> Goal
Please output as a JSON list of strings, one string per line and blank lines omitted, everything in the data below from the line containing "like [[568, 9]]." down to the line containing "[[379, 274], [213, 391]]", both included.

Items listed in a dataset:
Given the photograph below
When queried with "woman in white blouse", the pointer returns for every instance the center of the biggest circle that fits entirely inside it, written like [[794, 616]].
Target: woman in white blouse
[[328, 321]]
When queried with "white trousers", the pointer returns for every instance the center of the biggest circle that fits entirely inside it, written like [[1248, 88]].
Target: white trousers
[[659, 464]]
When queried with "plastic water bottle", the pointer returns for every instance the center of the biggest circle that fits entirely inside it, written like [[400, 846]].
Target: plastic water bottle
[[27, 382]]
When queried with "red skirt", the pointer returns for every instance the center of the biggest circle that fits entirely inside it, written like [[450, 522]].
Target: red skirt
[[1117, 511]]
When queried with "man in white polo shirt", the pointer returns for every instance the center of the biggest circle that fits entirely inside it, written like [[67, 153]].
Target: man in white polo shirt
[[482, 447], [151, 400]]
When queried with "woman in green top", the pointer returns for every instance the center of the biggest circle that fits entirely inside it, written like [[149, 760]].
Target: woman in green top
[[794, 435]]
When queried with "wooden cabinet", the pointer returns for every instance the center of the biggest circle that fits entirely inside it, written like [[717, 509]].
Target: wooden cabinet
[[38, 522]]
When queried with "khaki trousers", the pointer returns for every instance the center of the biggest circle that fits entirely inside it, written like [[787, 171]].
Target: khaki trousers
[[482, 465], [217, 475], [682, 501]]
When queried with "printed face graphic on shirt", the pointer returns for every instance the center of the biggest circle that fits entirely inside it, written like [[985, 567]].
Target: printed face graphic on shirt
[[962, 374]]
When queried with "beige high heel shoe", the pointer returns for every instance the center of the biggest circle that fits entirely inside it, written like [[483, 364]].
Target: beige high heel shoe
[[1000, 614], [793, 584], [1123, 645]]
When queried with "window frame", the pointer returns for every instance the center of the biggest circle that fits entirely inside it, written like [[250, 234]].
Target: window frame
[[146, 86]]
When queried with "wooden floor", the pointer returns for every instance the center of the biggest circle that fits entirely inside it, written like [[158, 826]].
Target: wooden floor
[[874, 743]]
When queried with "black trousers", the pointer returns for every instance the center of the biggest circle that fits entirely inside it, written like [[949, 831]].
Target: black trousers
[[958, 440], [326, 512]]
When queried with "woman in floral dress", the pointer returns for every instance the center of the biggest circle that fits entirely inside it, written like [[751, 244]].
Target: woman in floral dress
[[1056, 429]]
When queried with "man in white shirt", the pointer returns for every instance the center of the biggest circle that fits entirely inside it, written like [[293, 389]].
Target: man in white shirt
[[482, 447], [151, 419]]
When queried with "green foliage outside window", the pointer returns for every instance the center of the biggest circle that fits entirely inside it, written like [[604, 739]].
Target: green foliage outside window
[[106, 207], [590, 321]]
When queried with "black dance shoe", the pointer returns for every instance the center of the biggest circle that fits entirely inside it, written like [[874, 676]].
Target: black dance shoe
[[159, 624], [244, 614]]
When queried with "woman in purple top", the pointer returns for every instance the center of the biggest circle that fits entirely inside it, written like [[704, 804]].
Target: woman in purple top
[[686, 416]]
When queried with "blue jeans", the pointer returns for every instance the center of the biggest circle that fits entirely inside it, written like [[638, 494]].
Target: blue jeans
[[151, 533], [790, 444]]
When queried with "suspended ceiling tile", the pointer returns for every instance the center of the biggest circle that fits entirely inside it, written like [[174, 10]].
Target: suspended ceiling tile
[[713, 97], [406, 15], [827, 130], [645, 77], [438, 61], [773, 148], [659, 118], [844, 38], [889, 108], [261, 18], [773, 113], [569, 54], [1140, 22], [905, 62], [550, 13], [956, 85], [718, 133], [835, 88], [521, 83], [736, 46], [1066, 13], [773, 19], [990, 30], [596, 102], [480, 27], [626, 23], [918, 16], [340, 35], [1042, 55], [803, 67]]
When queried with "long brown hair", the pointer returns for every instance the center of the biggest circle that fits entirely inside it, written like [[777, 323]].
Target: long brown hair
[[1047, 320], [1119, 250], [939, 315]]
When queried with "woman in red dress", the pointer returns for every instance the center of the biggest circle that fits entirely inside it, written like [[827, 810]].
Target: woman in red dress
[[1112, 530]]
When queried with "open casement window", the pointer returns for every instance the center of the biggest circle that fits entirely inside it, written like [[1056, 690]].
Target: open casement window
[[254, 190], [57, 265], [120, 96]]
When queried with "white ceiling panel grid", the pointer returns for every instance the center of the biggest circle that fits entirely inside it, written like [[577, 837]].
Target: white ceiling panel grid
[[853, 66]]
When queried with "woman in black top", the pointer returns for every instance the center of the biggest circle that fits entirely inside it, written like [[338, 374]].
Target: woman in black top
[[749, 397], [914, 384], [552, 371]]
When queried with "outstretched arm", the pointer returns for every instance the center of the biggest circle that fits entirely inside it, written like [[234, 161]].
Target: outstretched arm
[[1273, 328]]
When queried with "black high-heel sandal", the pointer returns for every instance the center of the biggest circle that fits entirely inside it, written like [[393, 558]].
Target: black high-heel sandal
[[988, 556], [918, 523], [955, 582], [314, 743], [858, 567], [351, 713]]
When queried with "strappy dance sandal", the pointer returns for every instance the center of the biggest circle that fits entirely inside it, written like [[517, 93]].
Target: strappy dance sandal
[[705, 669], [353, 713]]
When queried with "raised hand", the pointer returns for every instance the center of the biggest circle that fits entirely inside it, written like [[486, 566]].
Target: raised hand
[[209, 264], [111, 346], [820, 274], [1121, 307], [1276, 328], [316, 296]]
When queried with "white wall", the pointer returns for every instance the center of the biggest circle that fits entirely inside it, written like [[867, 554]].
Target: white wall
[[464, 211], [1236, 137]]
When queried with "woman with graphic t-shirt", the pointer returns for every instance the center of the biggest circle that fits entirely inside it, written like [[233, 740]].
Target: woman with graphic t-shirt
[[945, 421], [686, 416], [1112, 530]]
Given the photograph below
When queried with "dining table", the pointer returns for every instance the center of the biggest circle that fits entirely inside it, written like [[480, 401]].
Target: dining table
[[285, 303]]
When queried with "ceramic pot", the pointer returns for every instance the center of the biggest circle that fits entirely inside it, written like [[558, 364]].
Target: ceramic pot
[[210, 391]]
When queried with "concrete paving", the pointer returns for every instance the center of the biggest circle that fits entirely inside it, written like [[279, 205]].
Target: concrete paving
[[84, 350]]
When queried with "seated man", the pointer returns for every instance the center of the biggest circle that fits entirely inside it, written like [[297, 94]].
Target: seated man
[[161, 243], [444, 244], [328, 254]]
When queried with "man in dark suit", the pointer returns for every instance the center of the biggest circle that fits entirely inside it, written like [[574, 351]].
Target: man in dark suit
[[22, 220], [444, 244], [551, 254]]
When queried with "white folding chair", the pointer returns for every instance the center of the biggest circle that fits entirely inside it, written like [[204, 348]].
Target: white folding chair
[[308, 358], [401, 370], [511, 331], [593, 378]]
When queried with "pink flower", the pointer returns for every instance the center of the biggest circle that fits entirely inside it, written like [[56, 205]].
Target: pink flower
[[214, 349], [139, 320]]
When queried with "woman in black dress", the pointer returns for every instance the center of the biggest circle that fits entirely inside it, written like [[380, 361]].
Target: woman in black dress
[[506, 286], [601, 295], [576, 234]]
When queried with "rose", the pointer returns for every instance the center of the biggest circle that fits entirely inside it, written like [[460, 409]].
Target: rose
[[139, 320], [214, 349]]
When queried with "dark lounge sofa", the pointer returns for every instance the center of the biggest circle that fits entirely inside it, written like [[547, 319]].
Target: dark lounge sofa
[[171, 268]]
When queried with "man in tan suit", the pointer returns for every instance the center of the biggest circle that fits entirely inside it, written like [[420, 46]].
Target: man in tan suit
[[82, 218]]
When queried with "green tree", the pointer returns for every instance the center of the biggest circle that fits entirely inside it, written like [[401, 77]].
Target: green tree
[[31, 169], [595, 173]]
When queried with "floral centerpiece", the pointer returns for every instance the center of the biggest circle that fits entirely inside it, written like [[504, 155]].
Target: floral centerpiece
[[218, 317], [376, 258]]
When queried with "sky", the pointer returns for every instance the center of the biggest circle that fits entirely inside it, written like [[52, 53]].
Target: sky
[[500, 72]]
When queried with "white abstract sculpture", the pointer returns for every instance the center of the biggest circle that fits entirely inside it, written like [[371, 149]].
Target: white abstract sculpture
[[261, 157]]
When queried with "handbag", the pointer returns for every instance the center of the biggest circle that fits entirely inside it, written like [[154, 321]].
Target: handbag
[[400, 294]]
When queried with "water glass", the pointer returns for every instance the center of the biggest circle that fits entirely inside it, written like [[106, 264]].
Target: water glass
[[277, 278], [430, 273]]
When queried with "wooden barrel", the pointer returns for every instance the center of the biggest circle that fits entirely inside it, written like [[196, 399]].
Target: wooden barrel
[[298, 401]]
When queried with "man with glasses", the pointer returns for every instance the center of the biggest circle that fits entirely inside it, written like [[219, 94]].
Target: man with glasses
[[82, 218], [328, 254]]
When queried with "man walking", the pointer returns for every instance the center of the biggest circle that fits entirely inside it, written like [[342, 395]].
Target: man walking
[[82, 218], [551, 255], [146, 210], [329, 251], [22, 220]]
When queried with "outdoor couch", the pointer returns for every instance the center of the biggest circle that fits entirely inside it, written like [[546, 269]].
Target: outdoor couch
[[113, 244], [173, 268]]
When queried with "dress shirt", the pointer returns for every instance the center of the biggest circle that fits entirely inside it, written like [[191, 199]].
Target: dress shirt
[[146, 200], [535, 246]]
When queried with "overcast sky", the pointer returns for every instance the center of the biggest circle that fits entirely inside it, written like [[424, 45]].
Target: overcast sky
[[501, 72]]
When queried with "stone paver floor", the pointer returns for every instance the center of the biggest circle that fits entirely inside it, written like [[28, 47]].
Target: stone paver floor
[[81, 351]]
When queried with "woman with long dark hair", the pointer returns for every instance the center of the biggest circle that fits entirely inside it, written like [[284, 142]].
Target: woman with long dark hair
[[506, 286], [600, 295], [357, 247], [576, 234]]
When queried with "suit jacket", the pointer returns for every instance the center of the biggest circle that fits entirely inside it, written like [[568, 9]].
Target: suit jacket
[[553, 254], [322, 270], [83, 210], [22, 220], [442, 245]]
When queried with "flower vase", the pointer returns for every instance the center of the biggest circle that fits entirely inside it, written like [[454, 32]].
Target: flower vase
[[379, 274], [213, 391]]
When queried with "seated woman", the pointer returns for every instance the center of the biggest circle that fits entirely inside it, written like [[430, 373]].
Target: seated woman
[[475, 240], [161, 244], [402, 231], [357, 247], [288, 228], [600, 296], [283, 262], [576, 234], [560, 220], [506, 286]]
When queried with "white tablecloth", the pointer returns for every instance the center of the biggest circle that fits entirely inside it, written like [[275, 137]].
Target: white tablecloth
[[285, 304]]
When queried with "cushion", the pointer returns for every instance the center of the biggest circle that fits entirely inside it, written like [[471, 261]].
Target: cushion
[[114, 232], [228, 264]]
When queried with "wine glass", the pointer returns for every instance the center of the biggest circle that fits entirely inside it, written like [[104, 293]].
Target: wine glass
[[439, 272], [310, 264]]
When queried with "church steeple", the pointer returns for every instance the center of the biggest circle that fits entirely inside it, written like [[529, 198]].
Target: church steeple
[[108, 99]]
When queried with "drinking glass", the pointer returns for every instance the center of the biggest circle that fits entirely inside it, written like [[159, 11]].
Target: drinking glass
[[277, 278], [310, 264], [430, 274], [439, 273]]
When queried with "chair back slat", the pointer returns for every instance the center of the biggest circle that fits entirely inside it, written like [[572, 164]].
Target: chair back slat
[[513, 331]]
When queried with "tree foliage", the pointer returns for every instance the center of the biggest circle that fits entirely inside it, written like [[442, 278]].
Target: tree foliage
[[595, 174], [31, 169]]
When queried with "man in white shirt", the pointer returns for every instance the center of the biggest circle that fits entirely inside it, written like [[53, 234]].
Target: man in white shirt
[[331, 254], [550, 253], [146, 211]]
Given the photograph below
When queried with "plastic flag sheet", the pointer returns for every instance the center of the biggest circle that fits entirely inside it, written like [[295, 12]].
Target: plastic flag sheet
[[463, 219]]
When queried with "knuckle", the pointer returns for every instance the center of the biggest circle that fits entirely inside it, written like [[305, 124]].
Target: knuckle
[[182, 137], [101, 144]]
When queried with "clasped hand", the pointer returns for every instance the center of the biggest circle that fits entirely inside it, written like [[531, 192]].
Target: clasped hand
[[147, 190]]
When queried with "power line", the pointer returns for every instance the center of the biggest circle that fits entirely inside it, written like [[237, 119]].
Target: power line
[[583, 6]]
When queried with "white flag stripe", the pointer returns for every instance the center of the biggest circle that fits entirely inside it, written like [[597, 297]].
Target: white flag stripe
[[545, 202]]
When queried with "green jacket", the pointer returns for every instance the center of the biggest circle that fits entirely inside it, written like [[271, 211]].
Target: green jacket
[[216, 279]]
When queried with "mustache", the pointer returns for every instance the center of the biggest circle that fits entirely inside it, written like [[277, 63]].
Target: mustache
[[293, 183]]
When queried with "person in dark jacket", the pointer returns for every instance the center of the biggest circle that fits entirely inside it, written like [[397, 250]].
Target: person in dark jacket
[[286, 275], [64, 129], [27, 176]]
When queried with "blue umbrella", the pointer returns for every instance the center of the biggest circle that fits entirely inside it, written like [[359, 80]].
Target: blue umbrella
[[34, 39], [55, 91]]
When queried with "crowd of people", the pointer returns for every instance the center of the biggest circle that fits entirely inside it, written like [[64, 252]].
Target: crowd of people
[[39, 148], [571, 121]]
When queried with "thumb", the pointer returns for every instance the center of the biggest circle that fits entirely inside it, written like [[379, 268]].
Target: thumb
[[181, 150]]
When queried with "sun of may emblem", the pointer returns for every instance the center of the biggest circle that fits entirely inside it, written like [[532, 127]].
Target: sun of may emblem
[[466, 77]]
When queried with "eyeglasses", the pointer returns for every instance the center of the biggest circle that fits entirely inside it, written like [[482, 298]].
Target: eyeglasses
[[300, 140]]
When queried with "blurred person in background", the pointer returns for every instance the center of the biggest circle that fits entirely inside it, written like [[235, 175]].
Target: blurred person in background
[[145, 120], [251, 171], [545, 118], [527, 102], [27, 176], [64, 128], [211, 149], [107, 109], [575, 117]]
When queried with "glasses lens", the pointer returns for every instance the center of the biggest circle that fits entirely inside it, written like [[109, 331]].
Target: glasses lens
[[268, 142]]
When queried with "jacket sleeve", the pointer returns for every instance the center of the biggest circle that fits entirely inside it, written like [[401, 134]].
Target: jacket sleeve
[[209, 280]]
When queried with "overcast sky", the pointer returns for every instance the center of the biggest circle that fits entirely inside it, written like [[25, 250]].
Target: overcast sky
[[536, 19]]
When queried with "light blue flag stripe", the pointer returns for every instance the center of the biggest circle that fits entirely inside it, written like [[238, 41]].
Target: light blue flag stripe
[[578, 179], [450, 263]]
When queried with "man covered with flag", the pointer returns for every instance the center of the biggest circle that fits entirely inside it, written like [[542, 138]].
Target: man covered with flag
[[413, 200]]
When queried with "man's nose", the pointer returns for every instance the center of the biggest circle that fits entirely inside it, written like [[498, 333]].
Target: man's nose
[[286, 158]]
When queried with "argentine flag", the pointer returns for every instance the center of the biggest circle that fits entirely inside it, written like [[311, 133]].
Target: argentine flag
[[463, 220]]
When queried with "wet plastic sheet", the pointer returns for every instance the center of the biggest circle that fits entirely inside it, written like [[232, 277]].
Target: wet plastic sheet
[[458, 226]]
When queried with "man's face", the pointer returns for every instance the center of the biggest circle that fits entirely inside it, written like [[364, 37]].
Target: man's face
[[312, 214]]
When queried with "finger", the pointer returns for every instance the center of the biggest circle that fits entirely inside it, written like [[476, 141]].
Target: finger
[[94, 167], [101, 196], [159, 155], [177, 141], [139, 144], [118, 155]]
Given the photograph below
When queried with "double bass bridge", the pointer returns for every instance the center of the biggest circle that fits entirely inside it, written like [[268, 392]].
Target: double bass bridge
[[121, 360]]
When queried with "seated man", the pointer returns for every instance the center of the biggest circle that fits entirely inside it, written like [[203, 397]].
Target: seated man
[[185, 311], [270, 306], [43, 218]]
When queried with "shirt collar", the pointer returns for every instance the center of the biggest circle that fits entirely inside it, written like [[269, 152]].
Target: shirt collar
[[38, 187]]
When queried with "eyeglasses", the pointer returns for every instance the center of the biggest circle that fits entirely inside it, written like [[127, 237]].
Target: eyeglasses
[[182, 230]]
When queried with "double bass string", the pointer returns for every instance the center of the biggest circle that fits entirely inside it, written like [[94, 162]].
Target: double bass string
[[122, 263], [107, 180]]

> Reply
[
  "When queried with \"suit jacket\", the pointer returns for every instance the center of the biggest circle that fits entirely inside it, written like [[568, 9]].",
  "Target: suit jacket",
  "[[553, 254], [322, 270], [83, 210], [22, 220], [442, 245]]",
  "When queried with \"flower vase\", the pointer returns for every instance the center of the biggest circle that fits entirely inside it, written like [[454, 32]].",
  "Target: flower vase",
  "[[379, 274], [213, 391]]"
]